§ **Task requirements**
Would you output each record exactly as it stands?

§ **Dataset**
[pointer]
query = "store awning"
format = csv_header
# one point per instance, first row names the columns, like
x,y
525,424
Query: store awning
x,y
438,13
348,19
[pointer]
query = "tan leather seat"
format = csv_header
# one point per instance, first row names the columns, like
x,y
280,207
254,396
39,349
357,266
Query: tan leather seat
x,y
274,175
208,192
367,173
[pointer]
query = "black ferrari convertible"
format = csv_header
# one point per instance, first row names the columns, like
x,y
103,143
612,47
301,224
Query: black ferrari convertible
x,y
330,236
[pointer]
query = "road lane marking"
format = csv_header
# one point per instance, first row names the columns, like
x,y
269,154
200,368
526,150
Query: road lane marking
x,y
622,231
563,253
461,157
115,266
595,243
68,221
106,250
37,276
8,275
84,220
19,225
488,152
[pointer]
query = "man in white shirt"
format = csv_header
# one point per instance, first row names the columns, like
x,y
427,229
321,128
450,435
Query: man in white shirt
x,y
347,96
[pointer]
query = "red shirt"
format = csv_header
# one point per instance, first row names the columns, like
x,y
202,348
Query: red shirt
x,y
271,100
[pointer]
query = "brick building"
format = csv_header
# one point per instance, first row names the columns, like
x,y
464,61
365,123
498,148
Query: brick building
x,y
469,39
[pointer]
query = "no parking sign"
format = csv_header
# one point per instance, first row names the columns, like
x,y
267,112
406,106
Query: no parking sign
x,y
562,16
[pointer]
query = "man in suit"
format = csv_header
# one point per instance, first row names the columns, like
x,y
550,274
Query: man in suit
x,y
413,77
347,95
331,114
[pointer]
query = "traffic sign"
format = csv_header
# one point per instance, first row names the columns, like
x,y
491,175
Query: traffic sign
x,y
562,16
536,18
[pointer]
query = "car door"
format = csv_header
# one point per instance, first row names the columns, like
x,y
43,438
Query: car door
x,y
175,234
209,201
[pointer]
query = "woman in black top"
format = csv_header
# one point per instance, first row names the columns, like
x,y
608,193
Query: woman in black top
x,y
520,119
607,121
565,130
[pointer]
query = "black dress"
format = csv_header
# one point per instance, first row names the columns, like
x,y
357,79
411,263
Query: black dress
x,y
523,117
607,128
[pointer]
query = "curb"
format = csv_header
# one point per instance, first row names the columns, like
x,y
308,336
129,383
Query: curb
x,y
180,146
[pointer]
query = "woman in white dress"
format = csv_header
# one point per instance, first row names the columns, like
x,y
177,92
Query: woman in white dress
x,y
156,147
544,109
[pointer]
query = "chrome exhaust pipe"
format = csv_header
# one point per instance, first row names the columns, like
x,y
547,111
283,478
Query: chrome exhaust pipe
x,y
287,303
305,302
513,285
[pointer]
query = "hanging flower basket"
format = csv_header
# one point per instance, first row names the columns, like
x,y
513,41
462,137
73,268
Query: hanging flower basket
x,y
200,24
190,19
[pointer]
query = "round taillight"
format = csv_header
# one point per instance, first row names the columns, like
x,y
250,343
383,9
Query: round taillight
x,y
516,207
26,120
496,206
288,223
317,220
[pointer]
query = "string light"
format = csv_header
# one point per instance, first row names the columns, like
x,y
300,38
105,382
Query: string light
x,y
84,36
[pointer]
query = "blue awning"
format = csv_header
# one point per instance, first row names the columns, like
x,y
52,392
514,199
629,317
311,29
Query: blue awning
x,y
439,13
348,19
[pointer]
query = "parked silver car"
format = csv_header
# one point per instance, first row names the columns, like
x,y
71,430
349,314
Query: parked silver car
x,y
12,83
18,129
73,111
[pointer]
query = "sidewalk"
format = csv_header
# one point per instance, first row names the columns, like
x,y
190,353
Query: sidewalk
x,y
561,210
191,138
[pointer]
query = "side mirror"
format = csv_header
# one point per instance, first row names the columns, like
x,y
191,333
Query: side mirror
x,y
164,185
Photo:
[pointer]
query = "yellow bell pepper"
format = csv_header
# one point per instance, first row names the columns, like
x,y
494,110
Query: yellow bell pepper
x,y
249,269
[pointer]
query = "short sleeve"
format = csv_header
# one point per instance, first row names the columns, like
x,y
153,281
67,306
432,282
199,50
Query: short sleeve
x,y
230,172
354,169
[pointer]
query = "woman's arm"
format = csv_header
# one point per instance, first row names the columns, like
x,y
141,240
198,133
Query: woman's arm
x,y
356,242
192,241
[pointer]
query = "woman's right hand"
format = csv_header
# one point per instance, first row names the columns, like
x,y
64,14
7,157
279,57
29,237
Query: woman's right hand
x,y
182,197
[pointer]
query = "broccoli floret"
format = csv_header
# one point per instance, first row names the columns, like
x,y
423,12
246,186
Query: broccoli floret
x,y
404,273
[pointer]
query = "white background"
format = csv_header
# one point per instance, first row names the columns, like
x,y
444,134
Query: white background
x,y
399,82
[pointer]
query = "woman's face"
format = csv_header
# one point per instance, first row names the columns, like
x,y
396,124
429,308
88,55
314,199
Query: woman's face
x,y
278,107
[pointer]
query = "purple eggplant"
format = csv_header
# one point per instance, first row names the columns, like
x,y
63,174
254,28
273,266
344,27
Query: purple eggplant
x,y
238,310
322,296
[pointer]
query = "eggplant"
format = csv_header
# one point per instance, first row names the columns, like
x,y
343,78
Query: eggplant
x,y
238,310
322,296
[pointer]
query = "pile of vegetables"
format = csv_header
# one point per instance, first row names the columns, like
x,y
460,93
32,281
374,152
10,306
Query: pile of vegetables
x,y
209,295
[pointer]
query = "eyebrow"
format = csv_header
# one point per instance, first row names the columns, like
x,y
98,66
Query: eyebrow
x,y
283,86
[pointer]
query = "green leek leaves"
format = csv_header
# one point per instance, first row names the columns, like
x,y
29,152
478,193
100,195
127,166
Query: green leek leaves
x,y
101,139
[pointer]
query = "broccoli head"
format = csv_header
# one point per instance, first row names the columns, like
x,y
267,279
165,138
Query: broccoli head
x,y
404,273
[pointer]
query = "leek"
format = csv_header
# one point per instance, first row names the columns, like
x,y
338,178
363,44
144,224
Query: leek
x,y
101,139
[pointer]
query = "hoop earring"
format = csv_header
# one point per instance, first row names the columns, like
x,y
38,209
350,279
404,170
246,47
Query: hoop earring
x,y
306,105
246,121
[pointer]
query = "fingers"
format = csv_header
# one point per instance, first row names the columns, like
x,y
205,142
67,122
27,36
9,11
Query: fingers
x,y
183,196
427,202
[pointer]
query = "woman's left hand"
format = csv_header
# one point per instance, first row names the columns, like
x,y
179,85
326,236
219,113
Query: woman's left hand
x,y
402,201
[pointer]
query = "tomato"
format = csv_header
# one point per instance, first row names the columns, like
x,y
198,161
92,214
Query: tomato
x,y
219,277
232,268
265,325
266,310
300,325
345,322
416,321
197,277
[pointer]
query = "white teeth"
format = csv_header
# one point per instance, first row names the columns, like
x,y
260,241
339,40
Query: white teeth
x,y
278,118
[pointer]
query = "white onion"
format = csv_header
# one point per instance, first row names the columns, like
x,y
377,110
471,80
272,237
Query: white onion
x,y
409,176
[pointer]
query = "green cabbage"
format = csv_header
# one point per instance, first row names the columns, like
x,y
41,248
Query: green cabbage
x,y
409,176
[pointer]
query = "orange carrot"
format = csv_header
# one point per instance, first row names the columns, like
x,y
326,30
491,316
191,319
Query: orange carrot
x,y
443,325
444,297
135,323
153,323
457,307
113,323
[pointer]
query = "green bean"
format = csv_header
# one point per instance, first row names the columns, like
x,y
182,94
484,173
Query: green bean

§ **Answer to this problem**
[pointer]
query = "store awning"
format = csv_header
# one point per instance, first row names the columns, like
x,y
525,424
Query: store awning
x,y
438,13
348,19
[pointer]
query = "tan leather seat"
format = csv_header
# one point per instance, first row names the columns, like
x,y
280,207
254,396
39,349
357,266
Query: tan leather seat
x,y
274,175
208,192
367,173
[pointer]
query = "black ferrari convertible"
format = csv_header
# one point per instance, first row names the columns, like
x,y
103,143
612,47
301,224
Query: black ferrari convertible
x,y
330,236
[pointer]
query = "road lane marking"
format = csv_header
# one point per instance, first row names the columns, like
x,y
269,154
200,368
526,150
Query: road lane marking
x,y
622,231
563,253
461,157
115,266
595,243
68,221
106,250
37,276
8,275
84,220
19,225
488,152
[pointer]
query = "man in white shirt"
format = csv_header
# one point per instance, first row names the columns, like
x,y
427,229
321,128
450,435
Query: man in white shirt
x,y
347,96
[pointer]
query = "red shirt"
format = csv_header
# one point per instance, first row names the columns, like
x,y
202,348
Query: red shirt
x,y
271,100
[pointer]
query = "brick building"
format = csv_header
# one point per instance, first row names the columns, like
x,y
464,61
365,123
498,148
Query: brick building
x,y
469,39
[pointer]
query = "no parking sign"
format = csv_header
# one point per instance, first row names the columns, like
x,y
267,112
406,106
Query: no parking sign
x,y
562,16
[pointer]
query = "man in suit"
format = csv_header
# one point per instance, first row names the columns, like
x,y
550,274
Query: man in suit
x,y
413,77
347,95
331,114
[pointer]
query = "traffic sign"
format = csv_header
# one point per instance, first row names the columns, like
x,y
491,175
Query: traffic sign
x,y
562,16
536,18
[pointer]
query = "car door"
format = csv_header
# one point per instance, first row names the columns, like
x,y
43,438
Query: car door
x,y
175,234
209,201
[pointer]
query = "woman in black top"
format = csv_header
# one point per instance, first row names the columns, like
x,y
608,193
Query: woman in black top
x,y
520,119
607,121
565,130
[pointer]
query = "black dress"
format = csv_header
# one point per instance, first row names the columns, like
x,y
357,79
411,263
Query: black dress
x,y
523,117
607,128
[pointer]
query = "curb"
format = csv_header
# one point per instance, first row names the columns, like
x,y
308,336
129,383
Query: curb
x,y
180,146
[pointer]
query = "woman in white dress"
format = csv_header
# one point per instance, first row names the columns, like
x,y
177,92
Query: woman in white dress
x,y
156,147
544,109
[pointer]
query = "chrome exhaust pipe"
format = csv_header
# one point per instance, first row names the columns, like
x,y
547,111
283,478
Query: chrome exhaust pipe
x,y
287,303
305,302
513,285
[pointer]
query = "hanging flower basket"
format = csv_header
# one point per instance, first row names the columns, like
x,y
513,41
462,137
73,268
Query: hanging flower basket
x,y
200,24
190,19
[pointer]
query = "round taillight"
format = csv_header
# one point per instance, first row names the columns, like
x,y
250,343
383,9
Query: round taillight
x,y
516,207
26,120
496,206
288,223
317,220
[pointer]
query = "string light"
format = csv_header
# one point per instance, first row names the columns, like
x,y
300,38
105,382
Query: string light
x,y
84,36
[pointer]
query = "blue awning"
format = csv_header
# one point per instance, first row names the columns, like
x,y
52,392
514,199
629,317
311,29
Query: blue awning
x,y
439,13
348,19
[pointer]
query = "parked silver car"
format = csv_header
# one point per instance, first row names the columns, like
x,y
71,430
349,314
Query: parked silver car
x,y
12,83
18,129
73,111
[pointer]
query = "sidewalk"
format = csv_header
# one point per instance, first row names the columns, like
x,y
190,353
Query: sidewalk
x,y
561,210
191,138
[pointer]
query = "side mirror"
format = csv_header
# one point per instance, first row names the columns, like
x,y
191,333
Query: side mirror
x,y
164,185
Photo:
[pointer]
query = "yellow bell pepper"
format = csv_header
# one point per instance, first row names the columns, like
x,y
494,110
Query: yellow bell pepper
x,y
249,269
[pointer]
query = "short sleeve"
format = csv_header
# one point per instance, first row names the columns, like
x,y
153,281
67,306
432,282
199,50
Query: short sleeve
x,y
230,172
354,169
[pointer]
query = "woman's arm"
format = csv_header
# one point per instance, first row names the columns, like
x,y
141,240
198,133
Query: woman's arm
x,y
356,242
192,241
[pointer]
query = "woman's right hand"
format = csv_header
# one point per instance, first row names the columns, like
x,y
64,14
7,157
279,57
29,237
Query: woman's right hand
x,y
182,197
[pointer]
query = "broccoli floret"
format = csv_header
# one point per instance, first row names the columns, like
x,y
423,12
246,186
Query: broccoli floret
x,y
404,273
[pointer]
query = "white background"
format = csv_header
# one point per instance, first row names the columns, like
x,y
444,134
Query: white background
x,y
399,82
[pointer]
query = "woman's face"
format = csv_header
# one point per instance, first row names the columns, like
x,y
396,124
429,308
88,55
314,199
Query: woman's face
x,y
278,107
[pointer]
query = "purple eggplant"
format = csv_header
# one point per instance, first row names the columns, like
x,y
63,174
254,28
273,266
344,27
Query: purple eggplant
x,y
238,310
322,296
[pointer]
query = "eggplant"
format = csv_header
# one point per instance, first row names the columns, like
x,y
343,78
Query: eggplant
x,y
238,310
322,296
[pointer]
query = "pile of vegetables"
format = csv_header
# one point per instance, first row names the columns, like
x,y
460,93
32,281
374,152
10,306
Query: pile of vegetables
x,y
209,295
[pointer]
query = "eyebrow"
format = csv_header
# one point per instance, first row names the columns, like
x,y
98,66
Query: eyebrow
x,y
283,86
[pointer]
query = "green leek leaves"
format = csv_header
# one point per instance, first row names the columns, like
x,y
29,152
478,193
100,195
127,166
Query: green leek leaves
x,y
101,139
[pointer]
query = "broccoli head"
format = csv_header
# one point per instance, first row names the columns, like
x,y
267,279
165,138
Query: broccoli head
x,y
404,273
[pointer]
query = "leek"
format = csv_header
# one point per instance, first row names the columns, like
x,y
338,178
363,44
144,224
Query: leek
x,y
101,139
[pointer]
query = "hoop earring"
format = csv_header
# one point per instance, first row names the columns, like
x,y
38,209
350,279
404,170
246,47
Query: hoop earring
x,y
306,105
246,121
[pointer]
query = "fingers"
format = csv_header
# one point per instance, first row names the columns, like
x,y
205,142
67,122
27,36
9,11
Query: fingers
x,y
183,196
427,202
[pointer]
query = "woman's left hand"
format = csv_header
# one point per instance, first row names the columns, like
x,y
179,85
326,236
219,113
Query: woman's left hand
x,y
402,201
[pointer]
query = "tomato"
format = csv_header
# one point per instance, first row names the columns, like
x,y
198,161
92,214
Query: tomato
x,y
219,277
232,268
265,325
266,310
300,325
345,322
416,321
197,277
[pointer]
query = "white teeth"
format = csv_header
# one point per instance, first row names the columns, like
x,y
260,241
339,40
Query: white teeth
x,y
278,118
[pointer]
query = "white onion"
format = csv_header
# one point per instance, first row names the columns, like
x,y
377,110
471,80
272,237
Query: white onion
x,y
409,176
[pointer]
query = "green cabbage"
format = csv_header
# one point per instance, first row names the columns, like
x,y
41,248
Query: green cabbage
x,y
409,176
[pointer]
query = "orange carrot"
format = csv_header
# one point per instance, first row names the columns, like
x,y
326,30
491,316
191,319
Query: orange carrot
x,y
443,325
444,297
135,323
153,323
457,307
113,323
[pointer]
query = "green bean"
format = csv_header
# one point per instance, first row names the columns, like
x,y
182,94
484,173
Query: green bean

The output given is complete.